Repeat the records below exactly, line for line.

╭─ Extracted material

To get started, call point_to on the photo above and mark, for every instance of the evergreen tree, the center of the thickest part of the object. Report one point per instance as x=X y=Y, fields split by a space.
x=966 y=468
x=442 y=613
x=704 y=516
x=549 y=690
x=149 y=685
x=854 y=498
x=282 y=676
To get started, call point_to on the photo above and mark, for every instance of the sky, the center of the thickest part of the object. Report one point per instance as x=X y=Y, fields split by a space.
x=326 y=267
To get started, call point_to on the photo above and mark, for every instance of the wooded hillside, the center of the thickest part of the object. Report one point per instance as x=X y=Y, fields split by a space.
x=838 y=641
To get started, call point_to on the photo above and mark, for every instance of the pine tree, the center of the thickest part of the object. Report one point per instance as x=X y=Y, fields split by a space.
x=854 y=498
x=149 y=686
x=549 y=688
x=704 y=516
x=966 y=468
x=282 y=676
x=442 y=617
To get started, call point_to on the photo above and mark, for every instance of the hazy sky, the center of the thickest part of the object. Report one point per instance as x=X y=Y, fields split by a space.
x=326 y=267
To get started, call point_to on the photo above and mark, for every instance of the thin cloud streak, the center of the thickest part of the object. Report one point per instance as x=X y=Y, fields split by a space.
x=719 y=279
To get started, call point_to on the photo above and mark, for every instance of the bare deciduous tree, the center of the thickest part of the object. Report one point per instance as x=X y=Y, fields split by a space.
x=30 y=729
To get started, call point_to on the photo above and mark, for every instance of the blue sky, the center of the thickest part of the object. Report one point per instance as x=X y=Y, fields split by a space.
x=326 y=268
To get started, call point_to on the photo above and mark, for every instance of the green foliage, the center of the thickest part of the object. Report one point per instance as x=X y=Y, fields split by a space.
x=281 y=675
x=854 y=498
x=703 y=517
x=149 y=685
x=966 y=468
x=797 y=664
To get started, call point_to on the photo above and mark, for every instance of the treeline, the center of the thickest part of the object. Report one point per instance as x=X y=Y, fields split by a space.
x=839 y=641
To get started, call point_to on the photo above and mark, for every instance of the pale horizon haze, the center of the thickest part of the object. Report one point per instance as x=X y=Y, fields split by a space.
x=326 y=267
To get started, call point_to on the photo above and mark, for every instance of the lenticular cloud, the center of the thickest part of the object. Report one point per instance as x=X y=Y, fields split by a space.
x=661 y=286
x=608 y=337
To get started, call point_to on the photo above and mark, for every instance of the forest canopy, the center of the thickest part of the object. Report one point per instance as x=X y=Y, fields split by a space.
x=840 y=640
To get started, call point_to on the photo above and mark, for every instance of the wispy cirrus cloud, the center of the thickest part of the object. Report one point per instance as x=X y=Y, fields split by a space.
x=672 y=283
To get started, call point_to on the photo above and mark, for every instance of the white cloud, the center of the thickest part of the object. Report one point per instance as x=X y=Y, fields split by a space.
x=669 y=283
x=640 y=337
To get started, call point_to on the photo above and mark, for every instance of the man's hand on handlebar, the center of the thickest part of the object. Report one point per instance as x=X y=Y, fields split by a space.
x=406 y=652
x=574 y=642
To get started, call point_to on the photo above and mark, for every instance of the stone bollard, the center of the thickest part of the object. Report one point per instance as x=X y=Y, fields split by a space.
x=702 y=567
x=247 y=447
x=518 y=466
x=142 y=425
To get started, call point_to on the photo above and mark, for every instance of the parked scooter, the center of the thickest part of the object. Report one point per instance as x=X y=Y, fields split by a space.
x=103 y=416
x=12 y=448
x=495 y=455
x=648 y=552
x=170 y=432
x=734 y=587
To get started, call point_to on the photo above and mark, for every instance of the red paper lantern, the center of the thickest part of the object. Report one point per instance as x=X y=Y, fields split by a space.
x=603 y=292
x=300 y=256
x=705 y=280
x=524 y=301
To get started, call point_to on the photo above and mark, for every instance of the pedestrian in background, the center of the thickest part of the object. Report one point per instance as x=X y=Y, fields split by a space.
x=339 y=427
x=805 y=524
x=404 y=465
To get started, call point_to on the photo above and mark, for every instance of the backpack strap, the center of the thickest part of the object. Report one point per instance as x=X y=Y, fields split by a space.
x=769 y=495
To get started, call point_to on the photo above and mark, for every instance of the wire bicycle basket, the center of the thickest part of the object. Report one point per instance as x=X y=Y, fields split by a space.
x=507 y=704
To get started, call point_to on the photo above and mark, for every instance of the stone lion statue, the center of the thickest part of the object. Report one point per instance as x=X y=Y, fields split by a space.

╰─

Response to the task:
To get started, call point_to on the photo above and mark, for every instance of the evergreen tree, the center of the thickest part of the object. Report one point per instance as x=X y=Y, fields split by a space.
x=966 y=468
x=442 y=613
x=704 y=516
x=549 y=690
x=149 y=685
x=854 y=498
x=282 y=676
To get started, call point_to on the photo above and mark, for every instance of the sky, the center of the thickest part of the object. Report one point per instance as x=X y=Y, fields split by a space.
x=326 y=267
To get started, call point_to on the photo above and mark, for every instance of the wooded hillside, the center of the thickest part of the object. Report one point per instance as x=X y=Y, fields split by a space.
x=838 y=641
To get started, call point_to on the photo above and mark, for every instance of the pine tree, the center of the thickest part of the object. Report one point per instance as x=X y=Y, fields split by a space.
x=854 y=498
x=149 y=686
x=549 y=688
x=704 y=516
x=966 y=468
x=282 y=676
x=442 y=617
To get started, call point_to on the photo above and mark, for every instance of the hazy sky, the center of the thickest part of the object. Report one point per instance as x=X y=Y, fields split by a space.
x=326 y=267
To get started, call point_to on the photo above and mark, for every instance of the thin cloud streak, the center of the thickest part of the object. Report one point per instance as x=X y=Y, fields split by a space.
x=719 y=279
To get started, call point_to on the photo above and mark, for every instance of the bare deciduous tree, the center of the thickest part of the object. Report one point per instance as x=X y=Y, fields split by a space.
x=30 y=729
To get started, call point_to on the photo above and mark, for every instance of the blue sky, the center of the thickest part of the object. Report one point per instance as x=X y=Y, fields split by a space.
x=326 y=268
To get started, call point_to on the photo above and mark, for every instance of the green foliage, the center of the thickest part of the object. Report one point per instance as x=X y=Y, fields split by a space.
x=281 y=675
x=854 y=498
x=703 y=517
x=149 y=685
x=966 y=468
x=797 y=664
To get started, call point_to on the photo above and mark, for every instance of the treeline, the center of the thickest part of the object. Report one point per instance as x=X y=Y, fields split by a space.
x=839 y=641
To get started, call point_to on the photo above and mark, for every instance of the pale horizon haze, the center of the thickest part of the object. Report one point per instance as x=X y=Y, fields split by a space.
x=326 y=267
To get started, call point_to on the photo above and mark, for every instance of the lenticular cloud, the center of the thickest part of the object. Report one point per instance as x=X y=Y, fields split by a space.
x=661 y=286
x=608 y=337
To get started, call point_to on the photo above and mark, for every instance of the forest canopy, the center of the thickest part of the object. Report one point per instance as x=X y=Y, fields split by a space.
x=840 y=640
To get started, call point_to on the photo above and mark, for every instance of the wispy cirrus cloud, the center of the thickest part of the object. Report one point per instance as x=X y=Y, fields split by a space.
x=672 y=283
To get started, call point_to on the photo above and mark, for every instance of the white cloud, the center of the thickest part of the object. Report one point per instance as x=X y=Y, fields split by a space.
x=669 y=283
x=640 y=337
To get started, call point_to on the photo above and mark, for every instance of the man's hand on handlebar, the center of the thickest part of the object. Report one point per instance as x=X y=Y, fields split by a space.
x=406 y=652
x=574 y=642
To get started, call point_to on the photo above and mark, for every instance of the stone bollard, the center of the thickest part of the object. Report one point per instance as x=X y=Y, fields split by a space.
x=702 y=567
x=247 y=447
x=518 y=466
x=142 y=425
To get started, call point_to on the photo above and mark, for every instance of the parked scooter, the center of the thickest part of the object. Report one point per instance as x=X y=Y, fields split by a space.
x=103 y=416
x=12 y=448
x=495 y=455
x=648 y=552
x=170 y=432
x=734 y=587
To get started, call point_to on the photo above and mark, for every instance of the red paper lantern, the center of the thickest part of the object. Report one point per instance as x=X y=Y, fields split by a space.
x=603 y=292
x=300 y=256
x=705 y=280
x=524 y=301
To get started, call point_to on the photo above and mark, for every instance of the pedestrian in background, the center of the thickest part of the object. Report one point per instance as x=X y=Y, fields split by a space.
x=339 y=427
x=805 y=524
x=404 y=465
To get started, call point_to on the photo above and mark, for every instance of the backpack strap, the center of the thickest part of the object. Report one point per instance as x=X y=Y, fields split by a space.
x=769 y=495
To get started, call point_to on the photo above and mark, for every instance of the wire bicycle basket, the center of the thickest part of the object. Report one point per instance as x=X y=Y, fields split by a space.
x=507 y=704
To get started, call point_to on the photo above and mark, for every instance of the stone lion statue, the center of the thickest part of the object. Report one point per instance as x=X y=Y, fields split by a space.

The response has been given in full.